* _What is required_:
What you return should be each line of the data containing the string "blue".
Top of Recorded information
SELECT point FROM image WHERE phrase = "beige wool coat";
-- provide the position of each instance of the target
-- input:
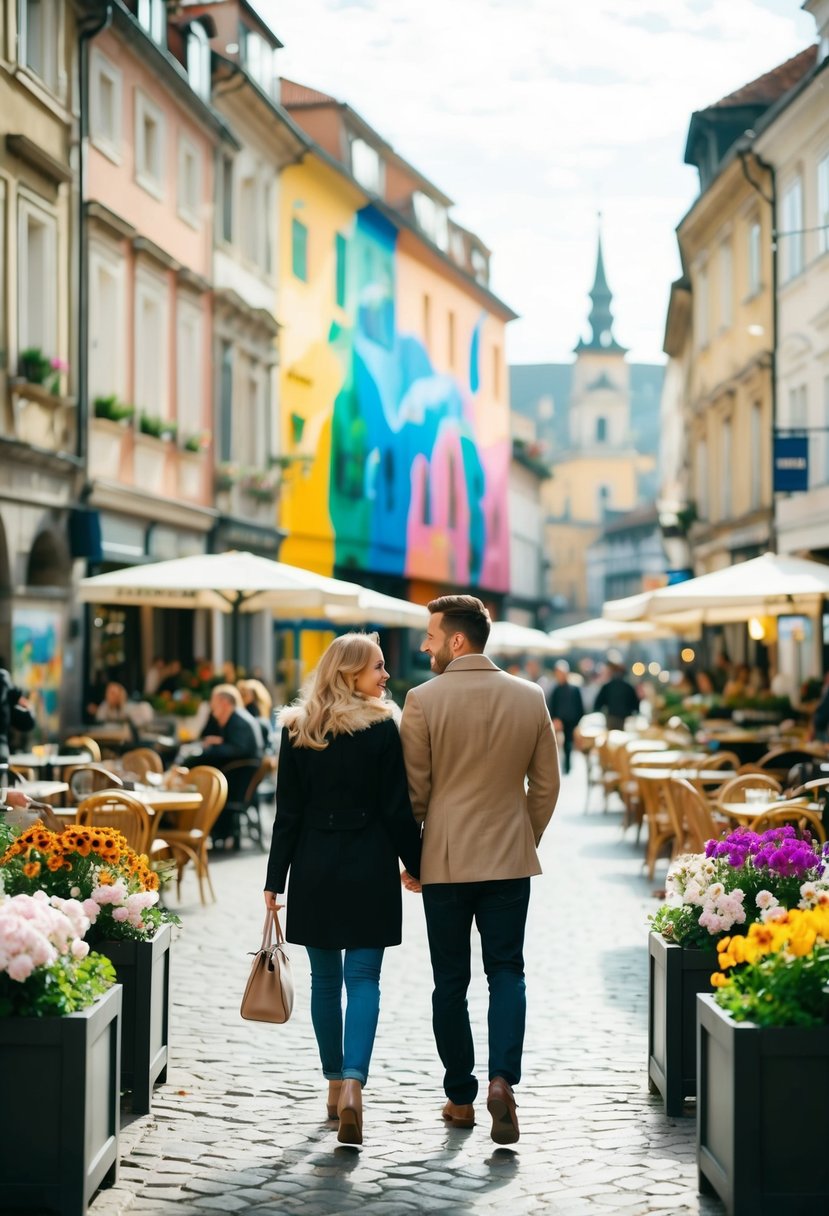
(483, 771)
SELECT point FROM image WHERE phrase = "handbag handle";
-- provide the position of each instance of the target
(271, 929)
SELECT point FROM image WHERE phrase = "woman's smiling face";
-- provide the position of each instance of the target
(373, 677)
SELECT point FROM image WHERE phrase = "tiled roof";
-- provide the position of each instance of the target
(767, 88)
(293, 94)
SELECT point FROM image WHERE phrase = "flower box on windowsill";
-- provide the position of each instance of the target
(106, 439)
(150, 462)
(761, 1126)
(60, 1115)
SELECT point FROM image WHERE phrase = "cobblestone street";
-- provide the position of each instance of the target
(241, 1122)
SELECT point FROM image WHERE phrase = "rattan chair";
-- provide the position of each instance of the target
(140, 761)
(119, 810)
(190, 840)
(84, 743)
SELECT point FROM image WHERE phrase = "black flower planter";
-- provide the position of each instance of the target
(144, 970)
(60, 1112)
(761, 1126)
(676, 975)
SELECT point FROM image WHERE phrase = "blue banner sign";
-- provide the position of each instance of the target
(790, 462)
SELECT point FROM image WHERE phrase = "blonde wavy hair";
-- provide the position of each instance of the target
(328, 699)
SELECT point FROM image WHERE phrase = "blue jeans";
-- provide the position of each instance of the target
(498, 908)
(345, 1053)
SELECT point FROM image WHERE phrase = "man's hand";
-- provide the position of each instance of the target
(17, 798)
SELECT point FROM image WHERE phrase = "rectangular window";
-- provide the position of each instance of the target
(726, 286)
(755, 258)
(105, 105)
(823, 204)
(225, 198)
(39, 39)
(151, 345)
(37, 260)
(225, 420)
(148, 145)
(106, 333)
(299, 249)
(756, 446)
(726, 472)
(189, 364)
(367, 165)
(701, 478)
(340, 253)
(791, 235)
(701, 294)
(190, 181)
Bottom of Recorded information
* _Output below_:
SELECT point FROM image WHERE phrase = "blue banner sign";
SELECT point FROM image WHERE phrase = "blue jeans";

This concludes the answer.